• GOAL OF THE EXERCISE: Shift every box coordinate in the answers by -54 and give the rows again, requests included and left unchanged, covering only the lines between the one holding "person's arm visible in the image above." and the one holding "[392,0,1024,287]", inclusive.

===== RECORDS SHOWN

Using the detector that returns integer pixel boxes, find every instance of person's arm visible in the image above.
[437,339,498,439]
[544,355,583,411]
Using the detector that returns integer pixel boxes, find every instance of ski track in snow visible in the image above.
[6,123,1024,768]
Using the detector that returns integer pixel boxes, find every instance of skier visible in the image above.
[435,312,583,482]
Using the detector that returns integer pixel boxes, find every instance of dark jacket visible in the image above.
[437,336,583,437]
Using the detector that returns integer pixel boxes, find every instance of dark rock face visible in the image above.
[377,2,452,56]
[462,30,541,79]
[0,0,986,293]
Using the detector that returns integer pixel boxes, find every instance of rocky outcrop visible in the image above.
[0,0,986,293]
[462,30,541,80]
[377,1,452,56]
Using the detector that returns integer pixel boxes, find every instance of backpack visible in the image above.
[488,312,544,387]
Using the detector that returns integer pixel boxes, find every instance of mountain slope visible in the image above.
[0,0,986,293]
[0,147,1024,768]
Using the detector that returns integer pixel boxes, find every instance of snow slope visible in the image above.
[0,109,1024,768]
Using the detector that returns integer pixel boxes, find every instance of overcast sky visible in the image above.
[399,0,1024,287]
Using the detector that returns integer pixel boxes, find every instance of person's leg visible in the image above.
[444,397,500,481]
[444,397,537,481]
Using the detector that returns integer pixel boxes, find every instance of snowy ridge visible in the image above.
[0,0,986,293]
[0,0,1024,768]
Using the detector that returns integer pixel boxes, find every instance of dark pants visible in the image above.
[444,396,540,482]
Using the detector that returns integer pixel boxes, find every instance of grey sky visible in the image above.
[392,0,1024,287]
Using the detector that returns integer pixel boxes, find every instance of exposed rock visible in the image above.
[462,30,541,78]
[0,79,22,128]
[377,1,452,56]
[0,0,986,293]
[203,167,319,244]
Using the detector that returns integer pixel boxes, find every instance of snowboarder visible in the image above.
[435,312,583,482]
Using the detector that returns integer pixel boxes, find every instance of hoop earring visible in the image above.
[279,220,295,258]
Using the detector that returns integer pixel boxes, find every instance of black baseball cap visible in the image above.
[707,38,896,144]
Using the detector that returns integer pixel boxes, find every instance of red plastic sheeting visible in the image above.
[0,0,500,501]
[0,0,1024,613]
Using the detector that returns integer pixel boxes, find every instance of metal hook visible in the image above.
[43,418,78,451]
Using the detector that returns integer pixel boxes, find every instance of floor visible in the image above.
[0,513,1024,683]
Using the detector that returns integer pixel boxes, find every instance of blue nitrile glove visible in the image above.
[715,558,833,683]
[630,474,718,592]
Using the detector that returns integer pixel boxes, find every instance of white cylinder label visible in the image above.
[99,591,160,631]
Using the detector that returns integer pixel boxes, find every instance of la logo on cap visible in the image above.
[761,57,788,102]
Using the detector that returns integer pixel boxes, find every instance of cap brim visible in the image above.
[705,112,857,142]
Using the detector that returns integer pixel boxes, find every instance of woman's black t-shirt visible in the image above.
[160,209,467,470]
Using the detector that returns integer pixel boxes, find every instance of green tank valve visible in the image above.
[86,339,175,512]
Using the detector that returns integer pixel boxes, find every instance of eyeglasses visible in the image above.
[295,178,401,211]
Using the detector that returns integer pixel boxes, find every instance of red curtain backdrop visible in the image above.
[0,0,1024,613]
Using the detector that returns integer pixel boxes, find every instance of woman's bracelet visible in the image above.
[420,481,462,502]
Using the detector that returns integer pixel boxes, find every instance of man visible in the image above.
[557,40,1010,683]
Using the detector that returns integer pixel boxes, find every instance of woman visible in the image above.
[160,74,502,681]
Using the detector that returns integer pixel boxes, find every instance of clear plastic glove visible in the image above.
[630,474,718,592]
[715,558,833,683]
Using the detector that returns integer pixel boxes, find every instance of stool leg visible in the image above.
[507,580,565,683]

==========
===== RECORDS SHOWN

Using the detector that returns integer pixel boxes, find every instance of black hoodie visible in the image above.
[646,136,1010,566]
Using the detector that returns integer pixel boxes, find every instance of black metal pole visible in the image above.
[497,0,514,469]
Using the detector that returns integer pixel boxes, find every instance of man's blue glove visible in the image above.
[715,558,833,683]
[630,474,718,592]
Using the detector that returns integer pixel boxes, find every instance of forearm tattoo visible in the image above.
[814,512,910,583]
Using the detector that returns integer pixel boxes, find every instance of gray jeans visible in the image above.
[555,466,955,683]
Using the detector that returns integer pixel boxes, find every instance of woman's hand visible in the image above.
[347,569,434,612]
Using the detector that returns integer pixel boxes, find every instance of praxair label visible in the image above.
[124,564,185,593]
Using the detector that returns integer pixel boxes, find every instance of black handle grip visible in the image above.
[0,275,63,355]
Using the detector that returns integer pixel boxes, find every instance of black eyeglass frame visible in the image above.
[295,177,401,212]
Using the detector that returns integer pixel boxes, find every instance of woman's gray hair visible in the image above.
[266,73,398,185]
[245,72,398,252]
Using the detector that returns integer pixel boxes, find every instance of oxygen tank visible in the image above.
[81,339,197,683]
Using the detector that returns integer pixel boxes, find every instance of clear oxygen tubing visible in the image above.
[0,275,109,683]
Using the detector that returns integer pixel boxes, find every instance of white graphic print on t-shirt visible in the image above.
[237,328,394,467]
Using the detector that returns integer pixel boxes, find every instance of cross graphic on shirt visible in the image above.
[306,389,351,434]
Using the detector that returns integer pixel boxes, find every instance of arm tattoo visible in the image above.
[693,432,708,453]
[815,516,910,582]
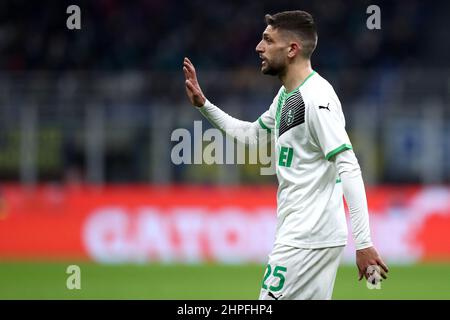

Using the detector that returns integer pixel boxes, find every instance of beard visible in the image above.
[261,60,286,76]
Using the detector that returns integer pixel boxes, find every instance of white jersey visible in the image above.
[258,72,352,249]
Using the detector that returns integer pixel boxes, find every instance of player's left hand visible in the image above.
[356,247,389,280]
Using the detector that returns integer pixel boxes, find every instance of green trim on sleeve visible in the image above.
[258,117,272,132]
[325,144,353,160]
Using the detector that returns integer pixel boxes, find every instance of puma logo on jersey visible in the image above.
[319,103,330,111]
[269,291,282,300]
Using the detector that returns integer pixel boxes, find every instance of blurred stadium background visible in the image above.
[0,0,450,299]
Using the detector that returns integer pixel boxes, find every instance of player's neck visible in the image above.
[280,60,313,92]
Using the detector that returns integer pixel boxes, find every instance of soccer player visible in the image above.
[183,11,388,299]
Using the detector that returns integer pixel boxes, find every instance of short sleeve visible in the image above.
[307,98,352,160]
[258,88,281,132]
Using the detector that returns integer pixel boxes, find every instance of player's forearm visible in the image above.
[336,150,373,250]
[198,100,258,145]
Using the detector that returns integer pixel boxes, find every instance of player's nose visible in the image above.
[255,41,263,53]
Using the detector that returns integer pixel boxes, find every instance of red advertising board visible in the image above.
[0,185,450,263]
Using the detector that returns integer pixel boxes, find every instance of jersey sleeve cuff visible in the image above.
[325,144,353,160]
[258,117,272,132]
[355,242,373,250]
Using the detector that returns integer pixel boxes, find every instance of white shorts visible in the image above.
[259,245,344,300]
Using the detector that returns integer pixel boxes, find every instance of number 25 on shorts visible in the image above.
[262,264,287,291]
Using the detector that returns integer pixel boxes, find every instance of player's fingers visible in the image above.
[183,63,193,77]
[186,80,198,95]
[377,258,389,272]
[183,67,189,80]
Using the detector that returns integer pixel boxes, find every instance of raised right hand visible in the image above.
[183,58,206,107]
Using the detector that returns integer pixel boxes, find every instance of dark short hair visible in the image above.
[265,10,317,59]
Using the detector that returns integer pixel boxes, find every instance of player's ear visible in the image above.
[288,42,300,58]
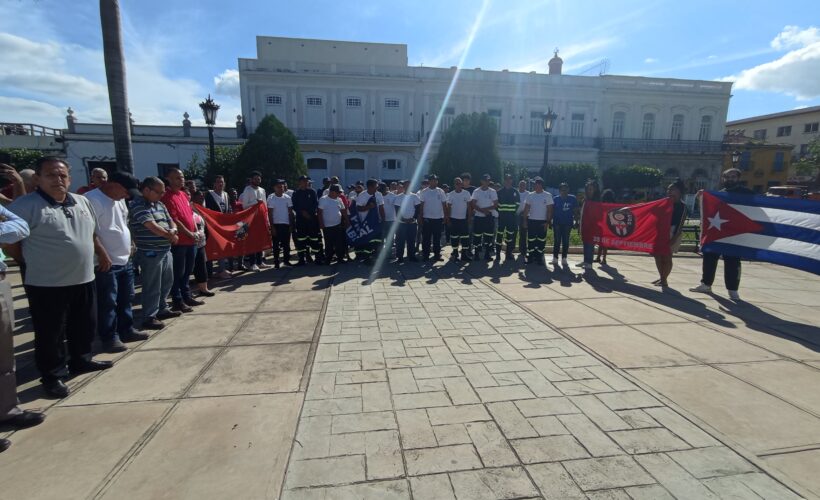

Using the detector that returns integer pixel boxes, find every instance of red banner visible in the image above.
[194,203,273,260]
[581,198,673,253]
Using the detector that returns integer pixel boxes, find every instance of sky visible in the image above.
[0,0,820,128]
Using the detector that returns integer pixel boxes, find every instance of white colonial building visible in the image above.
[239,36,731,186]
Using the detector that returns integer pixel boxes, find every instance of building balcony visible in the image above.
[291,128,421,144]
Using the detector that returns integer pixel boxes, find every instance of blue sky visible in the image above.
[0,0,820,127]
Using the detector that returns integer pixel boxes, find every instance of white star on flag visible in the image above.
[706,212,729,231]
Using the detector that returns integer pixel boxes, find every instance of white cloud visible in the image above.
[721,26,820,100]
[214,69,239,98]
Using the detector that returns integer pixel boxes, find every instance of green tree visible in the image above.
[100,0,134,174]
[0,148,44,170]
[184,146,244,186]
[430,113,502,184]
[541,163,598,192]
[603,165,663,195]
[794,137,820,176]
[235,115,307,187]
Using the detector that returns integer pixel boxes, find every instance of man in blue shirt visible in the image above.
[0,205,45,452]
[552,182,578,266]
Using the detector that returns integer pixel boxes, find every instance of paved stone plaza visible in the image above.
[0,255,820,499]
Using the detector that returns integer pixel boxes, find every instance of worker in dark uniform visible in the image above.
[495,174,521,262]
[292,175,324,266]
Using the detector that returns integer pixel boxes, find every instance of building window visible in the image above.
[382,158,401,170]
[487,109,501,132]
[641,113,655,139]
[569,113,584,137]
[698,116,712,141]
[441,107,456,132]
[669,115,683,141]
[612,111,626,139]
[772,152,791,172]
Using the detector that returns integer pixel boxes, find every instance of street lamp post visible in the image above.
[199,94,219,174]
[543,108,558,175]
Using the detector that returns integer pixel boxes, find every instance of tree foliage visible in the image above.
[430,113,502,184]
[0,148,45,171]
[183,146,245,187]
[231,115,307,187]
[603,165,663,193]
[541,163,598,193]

==========

• RESULT:
Using the detector that returns integer pixel boxes, find every instance of person's arm visible in the image above.
[383,285,444,385]
[490,301,529,357]
Using the detector that returns integer pixel boxes, find every instance of ski track in snow visible in the image above.
[-48,69,970,714]
Using the detector that returns integer pixel boxes, find every instance of skier visible in the image above.
[381,258,529,428]
Using the detector that returns integer pixel boxes, find every instance of dark jacket visible in the image above.
[383,282,529,383]
Using the detector that returns integer pixel boxes, find every instance of dark rock face visible in the image above.
[323,-52,398,2]
[408,-24,487,25]
[-54,-54,932,239]
Using the detector that returns integer pixel boxes, find every instance of rocky outcrop visible in the image above.
[-54,-54,932,239]
[408,-24,487,26]
[323,-53,398,2]
Using the detector that returns integer pixel boxes, find every instance of backpack visible in the image above.
[434,258,490,333]
Using the detector that returns integer pixel boxes, find every instance of mountain slope visible in the image above.
[-54,-54,932,239]
[-54,93,970,714]
Using the detector that returns integer pixel boxes, find every instance of snow slope visible in the image above.
[-54,55,970,714]
Using the detector that returns integer pixel boxes, find every instance of overcast sky visible in the image above.
[345,-54,970,233]
Using the detector that returns integer pixel boxes, find every instance of person's leg visible in the image above.
[390,343,446,427]
[390,343,483,427]
Using the detector that returns integer pixel boxes, find every instance of snowy ridge visible in the image above.
[-54,-54,932,239]
[-54,-54,970,714]
Using the detector that returns integer pixel boxes, find every instance of dark pants visible in the image above.
[390,342,486,428]
Using the detector that returns integer pixel boxes, find every instance of grey sky visible in the image above.
[338,-54,970,233]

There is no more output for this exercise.